==== Given data ====

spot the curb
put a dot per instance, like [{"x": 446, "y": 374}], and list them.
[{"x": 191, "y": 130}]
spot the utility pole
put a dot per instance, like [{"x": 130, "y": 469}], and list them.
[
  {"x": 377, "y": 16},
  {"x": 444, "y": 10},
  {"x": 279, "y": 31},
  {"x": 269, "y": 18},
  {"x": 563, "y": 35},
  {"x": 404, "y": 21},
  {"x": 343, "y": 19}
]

====

Copy everything from the line containing "spot the utility pole" down through the end of the data above, keeping each line unchanged.

spot the utility pole
put a dot per instance, like [{"x": 130, "y": 469}], and list them.
[
  {"x": 377, "y": 16},
  {"x": 444, "y": 10},
  {"x": 279, "y": 31},
  {"x": 269, "y": 18},
  {"x": 563, "y": 35},
  {"x": 404, "y": 21},
  {"x": 343, "y": 19}
]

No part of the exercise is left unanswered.